**PROBLEM TO SOLVE:** Reproduce the records below word for word, leaving out the pictures.

**ROWS:**
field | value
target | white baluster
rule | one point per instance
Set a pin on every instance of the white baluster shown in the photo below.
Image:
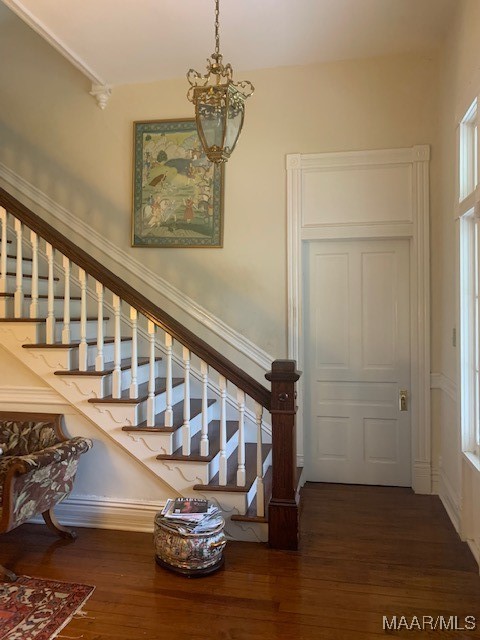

**EXERCISE SOLUTION:**
field | value
target | white baluster
rule | one point per instance
Set a pin on every instance of the white baluster shown in the photo below.
Image:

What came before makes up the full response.